### Document segment

- - -

The development of MRI is illustrative of the often complex path to major new technologies. It began as basic research in nuclear physics--in particular, the curious fact that the nuclei of most atoms behave as though they have a tiny magnet attached to them. Physicists soon learned that when they probed the properties of that magnet with a radio beam in the presence of a strong external magnetic field, they could identify which kind of atom it was. As the technique, known as nuclear magnetic resonance, improved, it became possible even to tell something about an atom's interactions with neighboring atoms. Chemists then developed the technique further as a powerful tool for analyzing the chemical structure of a material, including, eventually, biological tissues. This ability to probe the submicroscopic structure of matter--and hence to map the distribution of certain kinds of molecules in a sample or of cancer cells in a body--provided the scientific base for MRI.

Yet MRI also depends on a number of technologies that evolved separately but in parallel with the basic science, and it was the combination of these with the fundamental physics that made MRI possible. Once the idea emerged of using the nuclear magnetic resonance technique to create images, for example, a host of practical problems remained. For one thing, the technique was initially too slow for medical use. Modern electronics--especially computers-on-a-chip that could be built directly into practical instruments--helped speed it up.

- - -

### Given information
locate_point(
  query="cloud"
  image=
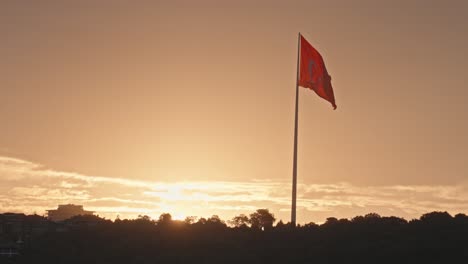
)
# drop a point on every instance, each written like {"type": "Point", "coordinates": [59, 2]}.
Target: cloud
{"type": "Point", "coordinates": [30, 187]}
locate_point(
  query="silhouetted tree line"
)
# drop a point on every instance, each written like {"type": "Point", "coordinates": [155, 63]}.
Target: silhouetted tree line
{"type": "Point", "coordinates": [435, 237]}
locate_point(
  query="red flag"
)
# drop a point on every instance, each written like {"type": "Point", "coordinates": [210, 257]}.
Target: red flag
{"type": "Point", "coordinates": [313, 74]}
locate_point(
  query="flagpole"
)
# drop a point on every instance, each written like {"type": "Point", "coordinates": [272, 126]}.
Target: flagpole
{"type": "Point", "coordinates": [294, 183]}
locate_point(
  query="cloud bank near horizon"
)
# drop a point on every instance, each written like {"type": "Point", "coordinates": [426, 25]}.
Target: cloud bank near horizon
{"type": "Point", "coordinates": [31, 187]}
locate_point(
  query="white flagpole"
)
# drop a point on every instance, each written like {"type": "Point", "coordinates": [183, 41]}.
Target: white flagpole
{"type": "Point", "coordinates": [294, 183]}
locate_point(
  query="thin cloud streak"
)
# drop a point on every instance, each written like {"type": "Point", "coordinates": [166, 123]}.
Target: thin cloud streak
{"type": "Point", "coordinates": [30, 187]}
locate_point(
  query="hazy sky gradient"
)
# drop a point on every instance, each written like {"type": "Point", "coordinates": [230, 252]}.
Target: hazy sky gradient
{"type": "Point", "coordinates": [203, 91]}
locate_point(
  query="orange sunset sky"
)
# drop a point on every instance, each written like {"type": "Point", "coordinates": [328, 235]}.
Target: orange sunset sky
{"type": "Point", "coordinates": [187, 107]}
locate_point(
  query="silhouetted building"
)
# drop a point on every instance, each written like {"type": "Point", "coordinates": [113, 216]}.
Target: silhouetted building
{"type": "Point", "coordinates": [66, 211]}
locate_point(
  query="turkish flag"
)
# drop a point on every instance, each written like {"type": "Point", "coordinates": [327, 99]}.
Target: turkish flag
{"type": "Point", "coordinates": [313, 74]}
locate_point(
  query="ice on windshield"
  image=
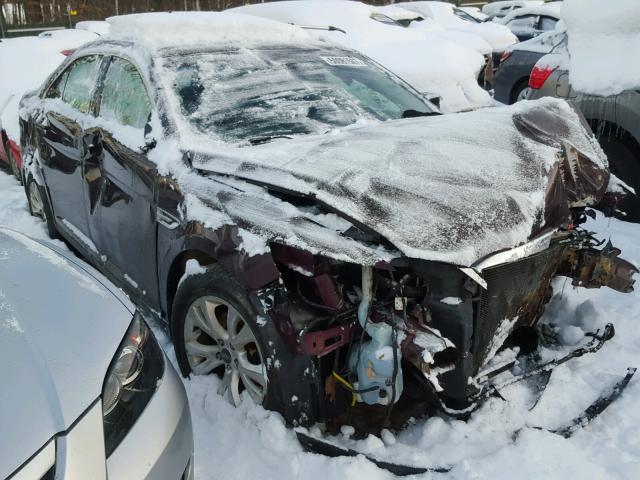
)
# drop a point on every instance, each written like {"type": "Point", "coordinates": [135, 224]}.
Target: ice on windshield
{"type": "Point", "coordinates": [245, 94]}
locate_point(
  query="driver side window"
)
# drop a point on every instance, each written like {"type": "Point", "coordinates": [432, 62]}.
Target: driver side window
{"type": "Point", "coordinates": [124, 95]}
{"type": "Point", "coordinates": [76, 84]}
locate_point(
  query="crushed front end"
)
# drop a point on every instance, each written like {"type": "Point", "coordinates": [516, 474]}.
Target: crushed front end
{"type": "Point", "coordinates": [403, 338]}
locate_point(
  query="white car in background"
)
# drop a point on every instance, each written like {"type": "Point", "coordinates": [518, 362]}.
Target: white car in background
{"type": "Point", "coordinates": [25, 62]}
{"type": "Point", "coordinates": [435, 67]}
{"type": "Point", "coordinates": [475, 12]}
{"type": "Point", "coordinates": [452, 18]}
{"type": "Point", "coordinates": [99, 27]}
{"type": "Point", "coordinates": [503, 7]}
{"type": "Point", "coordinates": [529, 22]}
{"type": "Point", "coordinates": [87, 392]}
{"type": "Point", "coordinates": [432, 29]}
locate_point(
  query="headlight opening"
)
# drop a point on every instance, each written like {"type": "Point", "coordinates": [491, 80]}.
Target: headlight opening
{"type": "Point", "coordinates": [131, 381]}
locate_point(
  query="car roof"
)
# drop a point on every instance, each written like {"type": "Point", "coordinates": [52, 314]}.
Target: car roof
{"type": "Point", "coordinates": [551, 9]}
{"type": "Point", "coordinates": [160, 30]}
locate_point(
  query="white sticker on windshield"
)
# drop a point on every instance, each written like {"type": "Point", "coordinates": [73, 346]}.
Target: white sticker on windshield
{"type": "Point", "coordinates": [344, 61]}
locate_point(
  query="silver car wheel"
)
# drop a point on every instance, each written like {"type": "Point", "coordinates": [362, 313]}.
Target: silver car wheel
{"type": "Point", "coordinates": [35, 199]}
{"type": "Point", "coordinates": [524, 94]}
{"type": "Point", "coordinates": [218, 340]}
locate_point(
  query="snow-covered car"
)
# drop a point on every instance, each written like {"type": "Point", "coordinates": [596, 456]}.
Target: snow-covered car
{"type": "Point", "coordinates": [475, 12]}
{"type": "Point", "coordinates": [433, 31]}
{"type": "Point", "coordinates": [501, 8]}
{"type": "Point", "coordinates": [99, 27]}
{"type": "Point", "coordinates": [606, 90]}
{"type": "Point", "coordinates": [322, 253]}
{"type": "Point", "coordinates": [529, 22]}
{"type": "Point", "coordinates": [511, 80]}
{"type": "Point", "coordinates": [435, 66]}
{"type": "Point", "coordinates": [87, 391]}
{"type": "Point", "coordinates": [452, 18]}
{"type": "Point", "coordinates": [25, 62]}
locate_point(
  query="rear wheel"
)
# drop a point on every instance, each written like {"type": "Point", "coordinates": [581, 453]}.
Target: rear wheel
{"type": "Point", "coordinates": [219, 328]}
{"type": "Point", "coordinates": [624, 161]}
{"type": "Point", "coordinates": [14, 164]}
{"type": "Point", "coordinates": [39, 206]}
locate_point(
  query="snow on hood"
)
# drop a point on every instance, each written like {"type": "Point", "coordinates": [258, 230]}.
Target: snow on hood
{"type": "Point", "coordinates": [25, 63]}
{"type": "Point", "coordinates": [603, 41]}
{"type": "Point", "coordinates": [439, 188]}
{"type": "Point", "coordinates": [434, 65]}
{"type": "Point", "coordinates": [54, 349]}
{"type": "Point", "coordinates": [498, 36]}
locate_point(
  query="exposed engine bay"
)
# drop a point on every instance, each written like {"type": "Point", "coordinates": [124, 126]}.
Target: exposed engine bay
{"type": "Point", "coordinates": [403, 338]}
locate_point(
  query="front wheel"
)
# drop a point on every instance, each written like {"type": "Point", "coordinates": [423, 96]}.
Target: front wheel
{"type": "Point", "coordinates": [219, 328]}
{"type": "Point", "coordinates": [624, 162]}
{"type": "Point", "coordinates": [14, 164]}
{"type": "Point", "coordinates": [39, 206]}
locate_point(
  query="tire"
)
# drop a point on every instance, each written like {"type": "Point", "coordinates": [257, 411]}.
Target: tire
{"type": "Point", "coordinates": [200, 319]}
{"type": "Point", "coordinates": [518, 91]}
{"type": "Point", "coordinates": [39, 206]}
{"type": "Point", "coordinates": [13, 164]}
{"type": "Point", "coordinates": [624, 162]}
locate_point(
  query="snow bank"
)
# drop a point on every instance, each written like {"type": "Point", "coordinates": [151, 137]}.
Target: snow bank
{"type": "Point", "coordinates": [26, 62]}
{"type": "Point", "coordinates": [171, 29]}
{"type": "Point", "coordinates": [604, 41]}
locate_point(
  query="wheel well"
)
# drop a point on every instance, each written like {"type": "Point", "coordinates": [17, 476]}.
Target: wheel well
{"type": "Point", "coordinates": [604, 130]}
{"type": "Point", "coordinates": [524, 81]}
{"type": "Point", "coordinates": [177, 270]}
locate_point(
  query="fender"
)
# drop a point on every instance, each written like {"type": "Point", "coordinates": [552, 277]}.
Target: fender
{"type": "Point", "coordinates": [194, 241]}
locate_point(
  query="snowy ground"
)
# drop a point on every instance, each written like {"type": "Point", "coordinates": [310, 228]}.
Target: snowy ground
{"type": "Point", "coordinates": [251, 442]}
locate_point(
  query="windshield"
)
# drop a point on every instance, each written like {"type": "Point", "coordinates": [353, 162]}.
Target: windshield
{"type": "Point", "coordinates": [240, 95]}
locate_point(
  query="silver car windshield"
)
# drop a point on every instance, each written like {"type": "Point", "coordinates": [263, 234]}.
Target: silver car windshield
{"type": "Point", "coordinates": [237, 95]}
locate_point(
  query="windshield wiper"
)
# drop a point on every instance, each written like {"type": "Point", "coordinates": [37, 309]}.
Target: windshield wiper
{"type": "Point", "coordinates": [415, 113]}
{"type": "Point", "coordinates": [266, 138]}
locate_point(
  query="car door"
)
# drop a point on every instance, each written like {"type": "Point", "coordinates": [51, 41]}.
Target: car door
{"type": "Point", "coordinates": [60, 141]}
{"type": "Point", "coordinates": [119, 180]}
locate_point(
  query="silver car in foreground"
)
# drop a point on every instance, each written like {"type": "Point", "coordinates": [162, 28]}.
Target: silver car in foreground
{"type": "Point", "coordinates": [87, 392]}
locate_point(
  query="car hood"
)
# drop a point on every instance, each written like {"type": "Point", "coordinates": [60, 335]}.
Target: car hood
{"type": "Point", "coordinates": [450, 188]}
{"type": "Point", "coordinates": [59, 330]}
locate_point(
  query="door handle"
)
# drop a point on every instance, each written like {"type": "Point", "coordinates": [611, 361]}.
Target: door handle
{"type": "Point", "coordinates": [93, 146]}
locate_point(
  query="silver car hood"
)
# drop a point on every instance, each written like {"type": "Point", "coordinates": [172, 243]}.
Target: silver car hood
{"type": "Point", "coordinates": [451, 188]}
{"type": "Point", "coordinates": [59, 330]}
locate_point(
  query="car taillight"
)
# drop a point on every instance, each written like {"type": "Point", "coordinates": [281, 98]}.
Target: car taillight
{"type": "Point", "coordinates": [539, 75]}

- - -

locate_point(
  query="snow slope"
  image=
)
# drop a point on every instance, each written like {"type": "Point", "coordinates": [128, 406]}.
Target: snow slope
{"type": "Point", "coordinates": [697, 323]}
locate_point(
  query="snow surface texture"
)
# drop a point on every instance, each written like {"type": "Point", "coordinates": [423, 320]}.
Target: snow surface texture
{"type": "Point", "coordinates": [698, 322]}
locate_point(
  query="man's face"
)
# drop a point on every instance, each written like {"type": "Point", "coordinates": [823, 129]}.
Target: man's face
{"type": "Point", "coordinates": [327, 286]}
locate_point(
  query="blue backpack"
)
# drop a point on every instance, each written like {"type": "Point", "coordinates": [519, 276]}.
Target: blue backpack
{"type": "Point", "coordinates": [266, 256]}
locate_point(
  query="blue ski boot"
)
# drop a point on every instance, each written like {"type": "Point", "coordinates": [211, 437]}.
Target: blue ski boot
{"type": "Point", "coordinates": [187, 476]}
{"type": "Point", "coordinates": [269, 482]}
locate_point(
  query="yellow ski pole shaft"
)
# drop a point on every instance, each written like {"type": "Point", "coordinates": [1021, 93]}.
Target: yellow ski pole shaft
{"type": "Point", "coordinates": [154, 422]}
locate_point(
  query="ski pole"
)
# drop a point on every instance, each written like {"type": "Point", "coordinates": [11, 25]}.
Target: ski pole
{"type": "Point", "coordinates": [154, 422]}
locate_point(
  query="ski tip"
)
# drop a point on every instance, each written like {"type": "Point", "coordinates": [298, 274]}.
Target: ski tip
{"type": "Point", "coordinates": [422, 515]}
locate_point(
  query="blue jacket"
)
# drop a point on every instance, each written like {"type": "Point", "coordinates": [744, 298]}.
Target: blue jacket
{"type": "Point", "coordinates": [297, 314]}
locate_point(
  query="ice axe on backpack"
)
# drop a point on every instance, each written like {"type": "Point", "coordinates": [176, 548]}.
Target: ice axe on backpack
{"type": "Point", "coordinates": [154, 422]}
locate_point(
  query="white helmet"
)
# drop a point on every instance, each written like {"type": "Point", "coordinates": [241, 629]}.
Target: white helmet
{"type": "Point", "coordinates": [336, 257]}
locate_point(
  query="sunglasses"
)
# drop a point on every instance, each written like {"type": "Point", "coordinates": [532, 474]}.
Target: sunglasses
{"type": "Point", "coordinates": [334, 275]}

- - -

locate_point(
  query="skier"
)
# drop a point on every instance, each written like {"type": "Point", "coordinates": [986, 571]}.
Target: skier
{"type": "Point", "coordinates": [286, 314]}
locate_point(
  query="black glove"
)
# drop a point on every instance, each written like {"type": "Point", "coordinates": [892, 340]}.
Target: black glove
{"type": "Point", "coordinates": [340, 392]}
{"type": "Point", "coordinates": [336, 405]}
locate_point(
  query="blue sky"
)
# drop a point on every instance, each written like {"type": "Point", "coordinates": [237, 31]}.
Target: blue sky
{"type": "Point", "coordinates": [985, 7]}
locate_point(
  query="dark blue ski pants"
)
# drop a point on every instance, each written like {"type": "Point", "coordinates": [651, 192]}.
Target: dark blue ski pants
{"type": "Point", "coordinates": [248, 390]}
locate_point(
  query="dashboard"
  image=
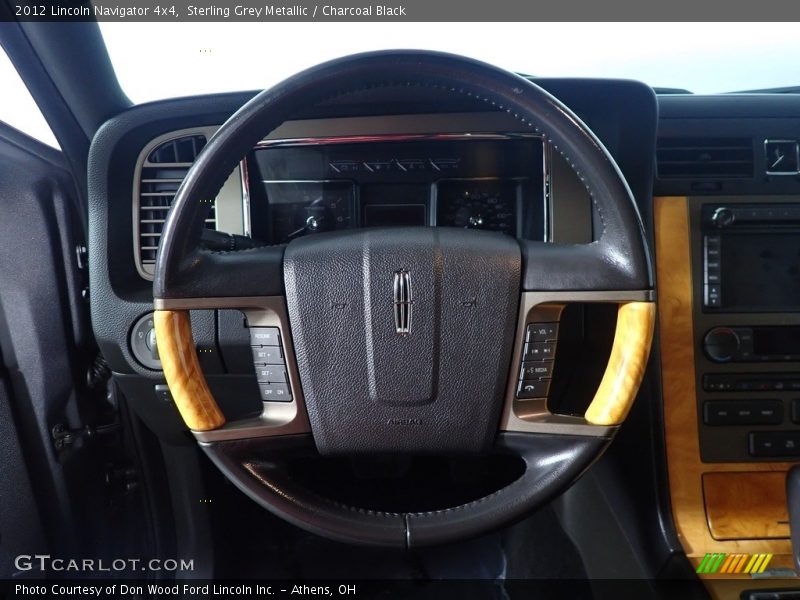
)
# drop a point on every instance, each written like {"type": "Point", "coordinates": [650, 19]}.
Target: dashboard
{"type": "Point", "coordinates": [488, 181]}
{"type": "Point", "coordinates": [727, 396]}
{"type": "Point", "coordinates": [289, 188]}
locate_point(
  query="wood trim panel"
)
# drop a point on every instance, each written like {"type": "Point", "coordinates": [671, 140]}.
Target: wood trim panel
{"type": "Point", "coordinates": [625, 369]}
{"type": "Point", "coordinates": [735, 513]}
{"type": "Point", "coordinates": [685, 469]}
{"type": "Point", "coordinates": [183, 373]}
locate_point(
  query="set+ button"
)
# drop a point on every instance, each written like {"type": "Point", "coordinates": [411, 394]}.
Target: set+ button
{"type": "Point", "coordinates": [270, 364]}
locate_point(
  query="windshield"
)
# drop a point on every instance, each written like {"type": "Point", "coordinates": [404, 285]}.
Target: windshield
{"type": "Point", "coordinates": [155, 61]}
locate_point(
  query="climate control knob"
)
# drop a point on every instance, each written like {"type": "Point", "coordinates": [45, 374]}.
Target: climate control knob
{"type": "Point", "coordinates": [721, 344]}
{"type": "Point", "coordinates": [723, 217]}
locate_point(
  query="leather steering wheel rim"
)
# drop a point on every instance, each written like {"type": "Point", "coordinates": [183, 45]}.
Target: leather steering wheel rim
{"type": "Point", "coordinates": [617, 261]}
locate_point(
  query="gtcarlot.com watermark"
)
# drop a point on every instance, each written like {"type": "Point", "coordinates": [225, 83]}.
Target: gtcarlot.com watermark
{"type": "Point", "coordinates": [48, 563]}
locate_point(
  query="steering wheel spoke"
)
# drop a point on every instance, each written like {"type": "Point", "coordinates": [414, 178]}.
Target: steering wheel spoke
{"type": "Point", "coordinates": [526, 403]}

- - -

### Parts of the exercise
1. Which sentences in the passage on the development of MRI contain a double hyphen (--)? List each of them in full.
2. Return the part of the MRI passage that opens with the words containing "Yet MRI also" and closes with "speed it up.".

### Problem solutions
1.
1. It began as basic research in nuclear physics--in particular, the curious fact that the nuclei of most atoms behave as though they have a tiny magnet attached to them.
2. This ability to probe the submicroscopic structure of matter--and hence to map the distribution of certain kinds of molecules in a sample or of cancer cells in a body--provided the scientific base for MRI.
3. Modern electronics--especially computers-on-a-chip that could be built directly into practical instruments--helped speed it up.

2.
Yet MRI also depends on a number of technologies that evolved separately but in parallel with the basic science, and it was the combination of these with the fundamental physics that made MRI possible. Once the idea emerged of using the nuclear magnetic resonance technique to create images, for example, a host of practical problems remained. For one thing, the technique was initially too slow for medical use. Modern electronics--especially computers-on-a-chip that could be built directly into practical instruments--helped speed it up.